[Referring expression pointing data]
* * *

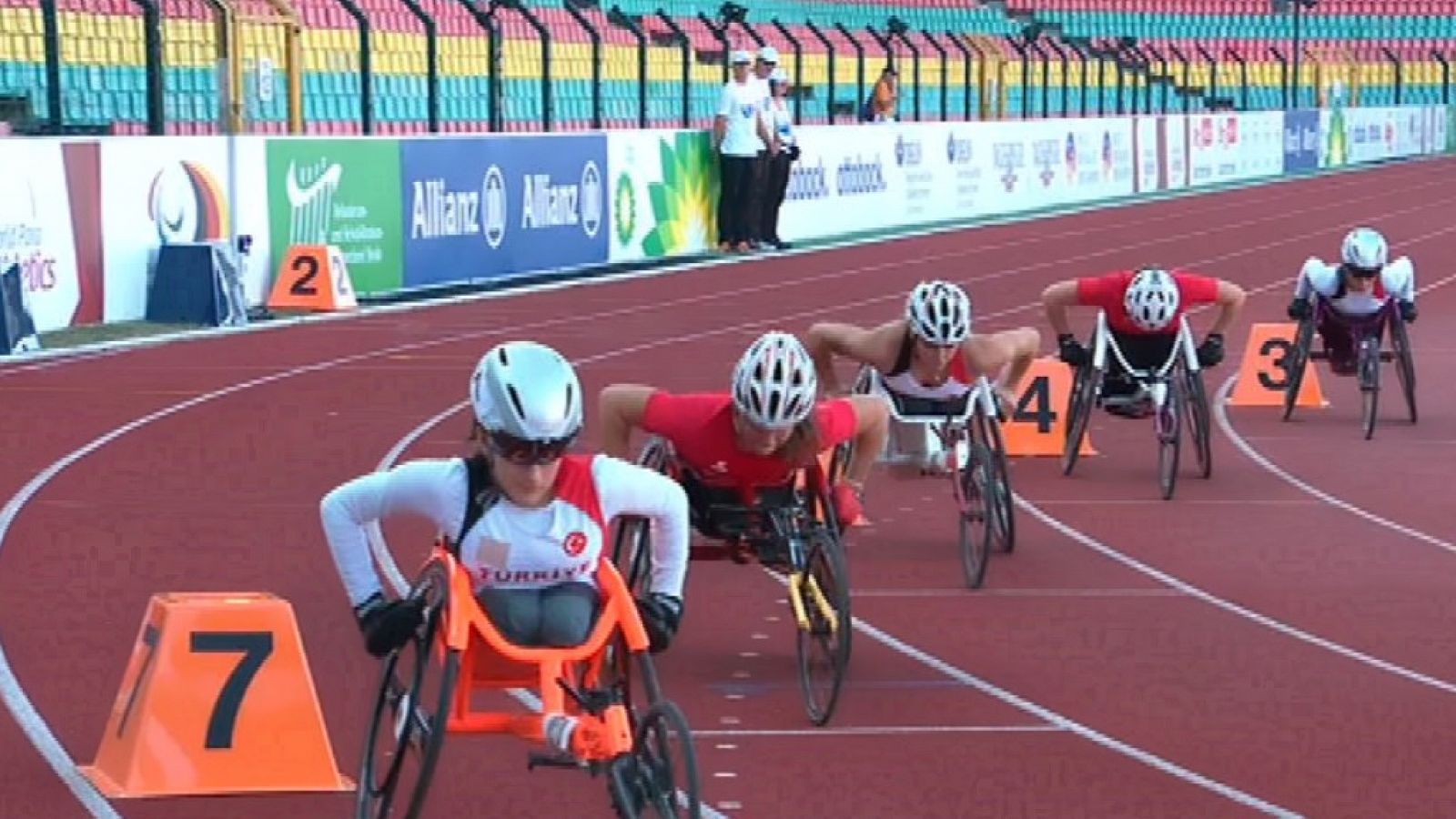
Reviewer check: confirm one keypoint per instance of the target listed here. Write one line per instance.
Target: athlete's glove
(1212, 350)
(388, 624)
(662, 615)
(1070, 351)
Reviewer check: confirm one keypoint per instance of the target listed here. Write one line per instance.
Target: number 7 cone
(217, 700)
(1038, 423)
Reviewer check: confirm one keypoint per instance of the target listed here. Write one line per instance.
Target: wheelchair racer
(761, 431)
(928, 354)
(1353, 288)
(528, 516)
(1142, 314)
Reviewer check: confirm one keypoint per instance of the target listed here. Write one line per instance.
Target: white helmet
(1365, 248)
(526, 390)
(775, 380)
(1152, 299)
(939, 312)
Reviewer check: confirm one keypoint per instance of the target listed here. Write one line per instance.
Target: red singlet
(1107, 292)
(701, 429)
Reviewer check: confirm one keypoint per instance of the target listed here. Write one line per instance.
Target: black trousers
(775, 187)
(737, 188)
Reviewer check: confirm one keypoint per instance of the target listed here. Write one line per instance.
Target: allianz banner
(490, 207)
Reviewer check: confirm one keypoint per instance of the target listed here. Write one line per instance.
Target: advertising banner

* * *

Each record above needs to be transcribed word for word, with its pictures omitted.

▸ Your solution:
Reviewer check: confirm one keypoint per instance of the target listed here. Write one line per instance.
Target: athlete's glove
(1212, 350)
(388, 624)
(662, 615)
(1070, 351)
Reviewer check: confirm one keypoint per instance of the target listed here. Write one line per instance.
Target: number 7 cone
(217, 700)
(1038, 423)
Reviewer check: confirm one keypoint per instance of the target listed here. Write one line per instance.
Target: wheelchair racer
(761, 431)
(928, 354)
(1353, 288)
(528, 516)
(1142, 314)
Reviewer check: confirm one keypoint per instance of the target listed here. Write one line per instance.
Target: white helmet
(1365, 248)
(526, 390)
(775, 380)
(1152, 299)
(939, 312)
Reviewer check: confirm one keypoint per instance of the target listed here. Write one line per instance.
Target: red singlet
(1107, 292)
(701, 429)
Reviewer check: confirm one keypoint per instance of the target listed here. Write one line per instance.
Target: black trousers
(775, 187)
(737, 188)
Reviewer check: confirm one keypoint per instance of the target listed here. Write one line per instance.
Target: allianz banner
(490, 207)
Reviewer check: confirm one keypoint per instance of the target listed here. Write one line per instance.
Target: advertising banner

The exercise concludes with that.